> _WHAT THE TASK REQUIRES_
Copy each entry below without any change.

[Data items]

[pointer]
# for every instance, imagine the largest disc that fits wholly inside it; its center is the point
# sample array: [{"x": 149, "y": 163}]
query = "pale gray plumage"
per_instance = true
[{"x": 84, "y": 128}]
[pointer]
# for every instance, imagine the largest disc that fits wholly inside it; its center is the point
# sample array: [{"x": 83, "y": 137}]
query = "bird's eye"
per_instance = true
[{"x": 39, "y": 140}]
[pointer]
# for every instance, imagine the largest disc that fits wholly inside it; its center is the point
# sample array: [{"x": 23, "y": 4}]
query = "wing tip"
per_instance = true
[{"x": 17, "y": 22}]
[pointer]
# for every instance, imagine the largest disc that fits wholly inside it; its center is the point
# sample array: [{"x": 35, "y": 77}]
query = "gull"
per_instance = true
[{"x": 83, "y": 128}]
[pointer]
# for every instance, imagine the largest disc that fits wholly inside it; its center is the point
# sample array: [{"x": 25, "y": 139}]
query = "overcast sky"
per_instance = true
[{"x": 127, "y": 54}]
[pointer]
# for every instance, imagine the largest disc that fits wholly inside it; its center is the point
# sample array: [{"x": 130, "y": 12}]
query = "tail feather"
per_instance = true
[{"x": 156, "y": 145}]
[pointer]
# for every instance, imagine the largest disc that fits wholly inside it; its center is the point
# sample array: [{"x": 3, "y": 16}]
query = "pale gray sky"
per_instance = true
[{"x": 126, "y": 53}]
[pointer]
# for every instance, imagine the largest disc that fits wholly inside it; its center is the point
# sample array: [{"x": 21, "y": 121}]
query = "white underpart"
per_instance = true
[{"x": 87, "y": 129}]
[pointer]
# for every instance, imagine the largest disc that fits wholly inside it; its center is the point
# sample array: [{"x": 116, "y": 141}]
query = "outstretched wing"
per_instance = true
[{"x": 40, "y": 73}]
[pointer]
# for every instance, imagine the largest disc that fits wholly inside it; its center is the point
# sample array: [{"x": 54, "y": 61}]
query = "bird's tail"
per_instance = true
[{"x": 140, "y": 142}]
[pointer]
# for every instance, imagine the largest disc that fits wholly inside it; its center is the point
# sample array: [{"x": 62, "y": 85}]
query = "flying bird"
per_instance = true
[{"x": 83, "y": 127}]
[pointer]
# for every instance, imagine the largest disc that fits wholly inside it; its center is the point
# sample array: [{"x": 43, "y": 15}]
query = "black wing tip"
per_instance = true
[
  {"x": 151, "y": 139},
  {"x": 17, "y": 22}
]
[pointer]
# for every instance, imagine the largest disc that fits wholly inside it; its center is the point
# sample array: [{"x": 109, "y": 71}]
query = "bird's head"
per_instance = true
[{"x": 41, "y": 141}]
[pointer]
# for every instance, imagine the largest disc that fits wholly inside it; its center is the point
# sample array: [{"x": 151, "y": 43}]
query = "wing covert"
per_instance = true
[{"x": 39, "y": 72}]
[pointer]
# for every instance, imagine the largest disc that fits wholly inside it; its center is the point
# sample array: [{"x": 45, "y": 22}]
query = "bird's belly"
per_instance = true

> _WRITTEN ANSWER_
[pointer]
# for every instance, imagine the largest disc that fits wholly inside it; its center is the point
# sample array: [{"x": 149, "y": 163}]
query = "pale gray plumage"
per_instance = true
[{"x": 84, "y": 128}]
[pointer]
# for every instance, imagine the largest disc that fits wholly inside it; its center is the point
# sample array: [{"x": 83, "y": 137}]
query = "bird's eye"
per_instance = true
[{"x": 39, "y": 140}]
[pointer]
# for every instance, imagine the largest disc that fits wholly inside it; its center is the point
# sample array: [{"x": 23, "y": 4}]
query = "wing tip"
per_instance = true
[{"x": 17, "y": 22}]
[pointer]
# for every instance, imagine the largest disc that fits wholly inside it; its center is the point
# sample array: [{"x": 35, "y": 77}]
query = "gull"
per_instance = true
[{"x": 83, "y": 128}]
[pointer]
# for every instance, imagine the largest disc that fits wholly inside it; its center is the point
# sample array: [{"x": 25, "y": 139}]
query = "overcast sky"
per_instance = true
[{"x": 127, "y": 54}]
[pointer]
# for every instance, imagine the largest disc that fits wholly inside it; its center is the point
# sample array: [{"x": 130, "y": 12}]
query = "tail feather"
per_instance = true
[{"x": 156, "y": 145}]
[pointer]
# for every instance, imagine the largest disc that fits wholly inside it; its center is the point
# sample array: [{"x": 3, "y": 16}]
query = "pale gray sky"
per_instance = true
[{"x": 126, "y": 53}]
[pointer]
# for every instance, imagine the largest disc that fits wholly inside it; its center is the point
# sample array: [{"x": 21, "y": 121}]
query = "white underpart"
per_instance = true
[{"x": 87, "y": 129}]
[pointer]
# for every instance, imagine the largest disc that fits wholly inside it; its center is the point
# sample array: [{"x": 116, "y": 141}]
query = "outstretched wing"
per_instance = true
[{"x": 40, "y": 73}]
[pointer]
# for every instance, imagine the largest disc that fits wholly inside it; its center is the point
# sample array: [{"x": 54, "y": 61}]
query = "bird's tail"
per_instance = true
[{"x": 140, "y": 142}]
[pointer]
# for every instance, imagine the largest disc that fits wholly inside it; its center is the point
# sample array: [{"x": 62, "y": 85}]
query = "flying bird"
per_instance = true
[{"x": 83, "y": 127}]
[pointer]
# for every instance, imagine the largest disc that fits wholly inside it; its center is the point
# sample array: [{"x": 43, "y": 15}]
query = "black wing tip"
per_instance = true
[
  {"x": 151, "y": 139},
  {"x": 17, "y": 22}
]
[pointer]
# for every instance, imagine the largest disc that fits wholly inside it; its center is the point
# sample array: [{"x": 109, "y": 71}]
query = "bird's head"
per_instance = true
[{"x": 41, "y": 141}]
[pointer]
# for every instance, imagine the largest disc that fits wholly inside it; its center is the point
# sample array: [{"x": 151, "y": 43}]
query = "wing covert"
per_instance = true
[{"x": 39, "y": 72}]
[pointer]
# for every instance, imagine the largest disc that fits wholly inside it; its center is the point
# sample array: [{"x": 45, "y": 22}]
query = "bird's belly"
per_instance = true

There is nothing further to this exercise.